PAGE:
3. Handling of M0_HA_MSG_EVENT_PROCESS message

Having received M0_HA_MSG_EVENT_PROCESS from Motr, hax updates process status in the Consul KV.

@startuml
participant "m0mkfs/m0d" as Motr
participant Hax
participant "Consul KV" as KV
activate Motr
activate KV

Motr -> Hax: Send M0_HA_MSG_EVENT_PROCESS message
activate Hax
Hax -> Hax: Process asynchronously
activate Hax
loop if ConsulException raises
  Hax -> KV: put new status to 'process/{fid}' key
  KV --> Hax
end
deactivate Hax
@enduml

Notes:

  1. The message is processed asynchronously in hax.
  2. No other asynchronous requests can start processing until the current one gets processed.
    • Corollary: In case of Consul consistency issues, all asynchronous processing will be effectively paused: hax will only be responsive on HTTP requests during that time.

4. Handling of NVEC_GET request

@startuml
participant "m0mkfs/m0d" as Motr
participant Hax
participant "Consul KV" as KV
activate Motr
activate KV

Motr -> Hax: Send M0_HA_MSG_NVEC message
activate Hax
Hax -> Hax: Process asynchronously
activate Hax
loop if ConsulException raises
  loop for item in nvec
    Hax -> KV: get subtree of 'm0conf/nodes'
    note right of KV
      This is the way to learn the last known
      status of this particular item (regardless
      where exactly this service or process is located).
    end note
    KV --> Hax
    Hax -> Hax: Build ha_nvec reply
    note right of Hax: Resulting no_state is one of (M0_NC_FAILED, M0_NC_ONLINE).
    Hax -> Motr: Send reply of M0_HA_NVEC_SET type
  end
end
deactivate Hax
@enduml

Notes:

  1. The message is processed asynchronously in hax.
  2. No other asynchronous requests can start processing until the current one gets processed.
    • Corollary: In case of Consul consistency issues, all asynchronous processing will be effectively paused: hax will only be responsive on HTTP requests during that time.

HA Link callbacks support

Hax processes the following callbacks from ha_link (via m0_ha_halon_interface):

  1. Entrypoint requests
  2. Process status change (namely, M0_HA_MSG_EVENT_PROCESS message with event type M0_CONF_HA_PROCESS_STARTED or M0_CONF_HA_PROCESS_STOPPED). Upon these events receival, hax must update the corresponding KV pair.

Notes:

  1. Hax MUST NOT make any assumption whether the service is registered in Consul. Service registering and watching the KV with the service status is out of hax' responsibilty.

STATED EXERCISE A:
Can you put the records from the line with "the red tile" to the line with "[(790, 164), (468, 161), (601, 135), (506, 166)]" into a Markdown table with the columns Row and Line, leaving out any blank lines?

ENTRIES SUPPLIED:
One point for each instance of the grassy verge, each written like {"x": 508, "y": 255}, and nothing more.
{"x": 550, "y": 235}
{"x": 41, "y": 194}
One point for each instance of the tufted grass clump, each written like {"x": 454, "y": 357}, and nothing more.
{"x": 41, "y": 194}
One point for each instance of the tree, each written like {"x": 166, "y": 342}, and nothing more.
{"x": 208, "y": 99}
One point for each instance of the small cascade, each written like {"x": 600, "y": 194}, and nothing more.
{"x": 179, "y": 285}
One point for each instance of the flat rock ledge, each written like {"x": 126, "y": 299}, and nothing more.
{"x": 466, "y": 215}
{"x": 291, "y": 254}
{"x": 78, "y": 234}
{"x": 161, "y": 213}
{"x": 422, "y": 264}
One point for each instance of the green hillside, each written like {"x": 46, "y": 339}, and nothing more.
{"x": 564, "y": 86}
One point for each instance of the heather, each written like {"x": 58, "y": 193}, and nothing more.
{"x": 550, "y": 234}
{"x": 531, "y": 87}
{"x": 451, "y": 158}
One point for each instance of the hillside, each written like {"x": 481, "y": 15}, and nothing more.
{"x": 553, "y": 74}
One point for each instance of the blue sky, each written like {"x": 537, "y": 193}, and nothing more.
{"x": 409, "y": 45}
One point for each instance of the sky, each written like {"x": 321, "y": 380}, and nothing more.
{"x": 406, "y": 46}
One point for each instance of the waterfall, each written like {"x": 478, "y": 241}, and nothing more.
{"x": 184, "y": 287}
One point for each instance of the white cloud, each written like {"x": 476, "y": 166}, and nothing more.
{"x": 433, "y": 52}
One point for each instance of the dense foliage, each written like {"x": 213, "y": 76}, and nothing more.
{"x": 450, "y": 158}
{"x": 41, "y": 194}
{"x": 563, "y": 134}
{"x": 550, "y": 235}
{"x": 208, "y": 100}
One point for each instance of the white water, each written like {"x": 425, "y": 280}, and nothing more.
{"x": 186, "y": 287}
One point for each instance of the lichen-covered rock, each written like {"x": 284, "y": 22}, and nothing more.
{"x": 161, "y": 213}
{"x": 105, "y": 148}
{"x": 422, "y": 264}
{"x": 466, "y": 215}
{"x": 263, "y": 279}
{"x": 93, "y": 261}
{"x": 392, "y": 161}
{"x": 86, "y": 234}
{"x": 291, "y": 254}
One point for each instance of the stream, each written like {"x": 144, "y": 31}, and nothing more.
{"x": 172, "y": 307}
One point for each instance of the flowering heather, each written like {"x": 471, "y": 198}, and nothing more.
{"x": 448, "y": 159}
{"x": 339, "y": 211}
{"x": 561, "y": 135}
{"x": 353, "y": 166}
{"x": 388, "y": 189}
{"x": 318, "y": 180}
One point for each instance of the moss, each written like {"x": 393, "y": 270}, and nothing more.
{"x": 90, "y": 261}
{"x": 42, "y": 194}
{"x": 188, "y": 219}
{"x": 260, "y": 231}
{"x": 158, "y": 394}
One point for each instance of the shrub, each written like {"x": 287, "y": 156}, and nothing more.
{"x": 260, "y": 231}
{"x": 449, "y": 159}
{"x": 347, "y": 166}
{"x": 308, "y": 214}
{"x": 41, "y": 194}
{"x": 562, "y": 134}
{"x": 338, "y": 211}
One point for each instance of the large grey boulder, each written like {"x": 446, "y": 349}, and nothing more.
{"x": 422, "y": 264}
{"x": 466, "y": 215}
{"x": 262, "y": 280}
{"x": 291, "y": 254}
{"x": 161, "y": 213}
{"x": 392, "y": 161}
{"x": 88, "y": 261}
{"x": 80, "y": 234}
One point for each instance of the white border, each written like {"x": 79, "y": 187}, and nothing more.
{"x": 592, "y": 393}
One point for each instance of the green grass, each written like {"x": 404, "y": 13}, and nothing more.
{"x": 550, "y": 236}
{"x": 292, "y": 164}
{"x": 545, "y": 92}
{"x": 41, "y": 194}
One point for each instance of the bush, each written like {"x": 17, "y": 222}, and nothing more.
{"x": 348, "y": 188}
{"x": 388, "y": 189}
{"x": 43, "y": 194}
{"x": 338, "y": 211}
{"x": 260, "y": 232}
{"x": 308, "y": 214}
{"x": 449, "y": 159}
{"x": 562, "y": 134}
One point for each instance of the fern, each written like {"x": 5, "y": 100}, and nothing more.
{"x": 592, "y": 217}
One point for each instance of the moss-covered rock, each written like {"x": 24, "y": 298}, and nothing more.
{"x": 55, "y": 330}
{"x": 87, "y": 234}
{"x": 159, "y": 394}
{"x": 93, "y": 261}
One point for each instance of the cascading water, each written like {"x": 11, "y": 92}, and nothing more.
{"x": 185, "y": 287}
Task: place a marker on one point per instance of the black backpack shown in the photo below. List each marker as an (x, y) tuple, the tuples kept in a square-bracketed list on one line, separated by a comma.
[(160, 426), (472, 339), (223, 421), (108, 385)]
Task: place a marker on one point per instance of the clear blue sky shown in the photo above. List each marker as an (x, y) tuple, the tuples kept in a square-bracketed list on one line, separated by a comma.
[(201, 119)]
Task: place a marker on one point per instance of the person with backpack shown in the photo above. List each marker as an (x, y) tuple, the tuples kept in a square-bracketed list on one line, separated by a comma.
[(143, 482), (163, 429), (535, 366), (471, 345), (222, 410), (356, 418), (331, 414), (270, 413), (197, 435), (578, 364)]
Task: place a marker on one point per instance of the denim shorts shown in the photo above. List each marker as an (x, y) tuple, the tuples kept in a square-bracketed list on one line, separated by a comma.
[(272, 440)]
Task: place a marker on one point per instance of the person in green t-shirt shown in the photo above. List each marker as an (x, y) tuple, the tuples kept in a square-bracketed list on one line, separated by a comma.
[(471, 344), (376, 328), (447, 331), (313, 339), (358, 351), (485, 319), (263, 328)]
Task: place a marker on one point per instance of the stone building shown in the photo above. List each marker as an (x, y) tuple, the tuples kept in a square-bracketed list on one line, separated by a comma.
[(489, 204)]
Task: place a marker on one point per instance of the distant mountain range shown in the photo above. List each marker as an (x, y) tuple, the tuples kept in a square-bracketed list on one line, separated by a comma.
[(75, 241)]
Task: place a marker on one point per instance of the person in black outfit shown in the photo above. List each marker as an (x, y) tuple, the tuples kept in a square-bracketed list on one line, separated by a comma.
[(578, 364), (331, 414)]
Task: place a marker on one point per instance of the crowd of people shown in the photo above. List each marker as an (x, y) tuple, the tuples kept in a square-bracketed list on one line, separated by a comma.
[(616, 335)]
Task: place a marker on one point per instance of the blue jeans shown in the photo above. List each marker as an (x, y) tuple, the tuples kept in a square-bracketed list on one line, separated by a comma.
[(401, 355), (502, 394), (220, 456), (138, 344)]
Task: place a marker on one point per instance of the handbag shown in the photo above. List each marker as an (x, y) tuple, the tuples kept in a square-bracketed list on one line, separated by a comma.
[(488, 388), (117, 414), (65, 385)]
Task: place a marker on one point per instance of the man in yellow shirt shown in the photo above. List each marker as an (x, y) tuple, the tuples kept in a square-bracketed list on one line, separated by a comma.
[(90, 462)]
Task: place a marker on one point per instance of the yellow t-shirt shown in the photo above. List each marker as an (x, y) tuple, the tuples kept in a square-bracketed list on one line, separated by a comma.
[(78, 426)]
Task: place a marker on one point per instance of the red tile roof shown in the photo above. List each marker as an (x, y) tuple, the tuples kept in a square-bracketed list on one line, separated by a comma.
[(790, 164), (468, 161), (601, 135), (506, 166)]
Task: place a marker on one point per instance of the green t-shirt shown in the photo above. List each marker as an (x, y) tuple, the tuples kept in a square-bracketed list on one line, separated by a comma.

STATED EXERCISE B:
Can you write a continuation of the page on hax message handling, starting after its last sentence?

REPLY A:
| Row | Line |
|---|---|
| 1 | Task: place a marker on one point per instance of the red tile roof shown in the photo above. List each marker as an (x, y) tuple, the tuples kept in a square-bracketed list on one line, separated by a comma. |
| 2 | [(790, 164), (468, 161), (601, 135), (506, 166)] |

REPLY B:
  2. In the future we might want to support Motr service update events (namely, M0_HA_MSG_EVENT_SERVICE message with event type M0_CONF_HA_SERVICE_FAILED, M0_CONF_HA_SERVICE_STOPPED or M0_CONF_HA_SERVICE_FAILED - see m0_conf_ha_service_event enum in motr/conf/ha.h). For the current version this functionality more like an overkill.
  3. In the future versions process update events must be forwarded through Consul-based Event Queue.

Storing process status in Consul KV

The general idea of storing the motr process status in Consul KV can be seen below.

@startuml
participant "m0mkfs/m0d" as Motr
participant Hax
participant KV
participant "P health-check.sh" as Checker

Motr -> Hax: Process P is now online
Hax -> KV: put processes/<fid> = online
KV --> Hax: Ok
loop every n sec
  Consul -> Checker: Is P alive?
  Checker -> KV: get processes/<fid>
  KV --> Checker: online
  Checker -> Checker: pgrep for P
  Checker --> Consul: Yes
  Consul -> Consul: Mark P as green
end

@enduml

Notes:

  1. fid in the proposed Consul KV key processes/<fid> corresponds to the process fid (this guarantees that the key is unique within processes/ prefix).
    • This means that the check script (health-check.sh) must know the fid of the processes it monitors.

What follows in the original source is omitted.